In the same vein Schematron should allow other XSLT elements to be used. Namely:

xsl:include, xsl:import, xsl:use-package

These three instructions are used to load user defined function libraries.

xsl:import-schema

The instruction is used to load type information.

xsl:accumulator

Defines the data structures for the fn:accumulator-before() and fn:accumulator-after() functions.

Changes to the text of the 2020 specification:

Add the following sentence to the default query language specification in Annex A:

Add the following sentences to the XSLT 2.0 query language specification in Annex H:

Add the following sentences to the XSLT 3.0 query language specification in Annex J:

nigelwhitaker commented 3 years ago

Hello,

I'm in complete agreement with this issue!

Indeed, I was doing precisely this about three years ago without even realizing that it wasn't allowed - as far as I can remember I've never looked at Annex J!

Here's the schematron I wrote - see for example the last rule:

https://github.com/nigelwhitaker/cals-table-schematron/blob/e4e8d4280606f1663f2ac0d412926296ff2c241c/source/cals.sch#L126

My way of making it work was a fork and a few changes on this branch:

https://github.com/DeltaXML/schematron/tree/issue-20a-xslt3

rjelliffe commented 3 years ago

I think the 2020 standard now defines a standard binding for xpath3 and xslt3.

(Stored data entries)
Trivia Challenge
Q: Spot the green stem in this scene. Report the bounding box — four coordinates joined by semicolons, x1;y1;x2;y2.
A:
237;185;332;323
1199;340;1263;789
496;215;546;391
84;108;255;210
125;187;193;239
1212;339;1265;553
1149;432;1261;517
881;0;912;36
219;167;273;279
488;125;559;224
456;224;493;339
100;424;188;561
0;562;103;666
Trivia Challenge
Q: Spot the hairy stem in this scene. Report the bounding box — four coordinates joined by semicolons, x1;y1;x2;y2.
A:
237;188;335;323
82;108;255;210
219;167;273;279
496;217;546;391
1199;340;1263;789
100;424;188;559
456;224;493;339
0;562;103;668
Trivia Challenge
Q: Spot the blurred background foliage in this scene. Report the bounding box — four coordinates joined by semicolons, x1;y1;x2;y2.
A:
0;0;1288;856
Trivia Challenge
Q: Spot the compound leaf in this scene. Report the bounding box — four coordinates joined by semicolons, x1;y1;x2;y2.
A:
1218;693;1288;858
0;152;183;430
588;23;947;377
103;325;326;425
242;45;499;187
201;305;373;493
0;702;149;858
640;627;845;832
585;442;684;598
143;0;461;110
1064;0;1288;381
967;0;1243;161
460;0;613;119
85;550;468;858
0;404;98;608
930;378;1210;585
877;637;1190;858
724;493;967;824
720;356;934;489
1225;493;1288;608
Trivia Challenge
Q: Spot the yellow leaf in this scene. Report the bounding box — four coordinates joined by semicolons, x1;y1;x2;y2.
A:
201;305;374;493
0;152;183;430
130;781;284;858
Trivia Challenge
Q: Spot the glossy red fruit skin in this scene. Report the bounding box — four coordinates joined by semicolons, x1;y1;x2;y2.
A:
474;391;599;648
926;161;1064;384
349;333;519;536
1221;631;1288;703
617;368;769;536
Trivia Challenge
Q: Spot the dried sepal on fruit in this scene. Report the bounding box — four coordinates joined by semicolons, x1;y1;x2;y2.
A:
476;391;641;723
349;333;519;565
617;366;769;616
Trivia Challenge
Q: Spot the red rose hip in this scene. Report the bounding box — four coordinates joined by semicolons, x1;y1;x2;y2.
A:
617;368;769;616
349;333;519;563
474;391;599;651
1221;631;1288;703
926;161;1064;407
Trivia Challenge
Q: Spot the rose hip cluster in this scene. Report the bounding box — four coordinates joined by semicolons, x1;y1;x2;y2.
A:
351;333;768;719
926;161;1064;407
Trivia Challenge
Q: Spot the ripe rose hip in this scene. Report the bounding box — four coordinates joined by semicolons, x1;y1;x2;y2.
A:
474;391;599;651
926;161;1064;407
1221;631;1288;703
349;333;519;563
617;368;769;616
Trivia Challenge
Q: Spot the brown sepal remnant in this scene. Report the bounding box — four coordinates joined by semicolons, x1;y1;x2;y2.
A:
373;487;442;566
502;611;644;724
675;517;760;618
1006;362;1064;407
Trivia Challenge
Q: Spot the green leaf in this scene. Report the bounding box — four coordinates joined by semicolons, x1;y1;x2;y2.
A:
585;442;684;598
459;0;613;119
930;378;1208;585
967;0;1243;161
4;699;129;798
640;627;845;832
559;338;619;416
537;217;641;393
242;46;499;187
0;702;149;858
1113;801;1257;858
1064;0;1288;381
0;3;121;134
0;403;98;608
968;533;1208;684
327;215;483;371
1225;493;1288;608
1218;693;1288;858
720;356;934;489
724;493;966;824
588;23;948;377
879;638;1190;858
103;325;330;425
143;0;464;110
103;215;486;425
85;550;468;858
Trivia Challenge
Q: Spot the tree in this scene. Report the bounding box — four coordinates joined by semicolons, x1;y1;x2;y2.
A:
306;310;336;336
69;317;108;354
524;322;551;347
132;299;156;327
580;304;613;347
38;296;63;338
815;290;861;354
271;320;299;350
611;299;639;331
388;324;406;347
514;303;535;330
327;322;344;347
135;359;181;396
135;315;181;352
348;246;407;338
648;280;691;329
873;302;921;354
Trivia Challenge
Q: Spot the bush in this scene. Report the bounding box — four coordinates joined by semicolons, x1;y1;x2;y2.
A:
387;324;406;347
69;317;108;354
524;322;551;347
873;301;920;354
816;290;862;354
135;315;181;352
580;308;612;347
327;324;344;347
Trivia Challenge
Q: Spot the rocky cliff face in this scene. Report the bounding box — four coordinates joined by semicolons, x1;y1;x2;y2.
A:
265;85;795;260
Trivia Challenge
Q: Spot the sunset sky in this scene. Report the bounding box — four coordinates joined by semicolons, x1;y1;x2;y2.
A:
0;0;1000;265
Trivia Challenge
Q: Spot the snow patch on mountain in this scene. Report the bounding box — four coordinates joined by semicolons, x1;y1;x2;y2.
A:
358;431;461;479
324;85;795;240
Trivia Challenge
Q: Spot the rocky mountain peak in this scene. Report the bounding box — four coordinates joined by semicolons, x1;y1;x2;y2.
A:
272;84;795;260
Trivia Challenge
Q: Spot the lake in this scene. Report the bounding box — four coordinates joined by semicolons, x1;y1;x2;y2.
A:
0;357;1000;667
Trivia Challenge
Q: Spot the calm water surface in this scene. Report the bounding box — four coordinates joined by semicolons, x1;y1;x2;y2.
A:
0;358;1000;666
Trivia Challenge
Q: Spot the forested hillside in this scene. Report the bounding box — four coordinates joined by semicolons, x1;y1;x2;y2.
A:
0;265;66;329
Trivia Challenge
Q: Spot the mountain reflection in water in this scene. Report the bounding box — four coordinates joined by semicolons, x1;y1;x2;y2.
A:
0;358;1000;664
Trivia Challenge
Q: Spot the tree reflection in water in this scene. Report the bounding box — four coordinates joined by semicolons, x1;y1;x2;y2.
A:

DIRECTION:
In the Schematron thread above, rewrite the paragraph beginning "Indeed, I was doing precisely this" in one shorter sentence that keeps its main facts.

EXERCISE RESULT:
About three years ago the commenter did this without realizing it was not allowed, and recalls never having looked at Annex J.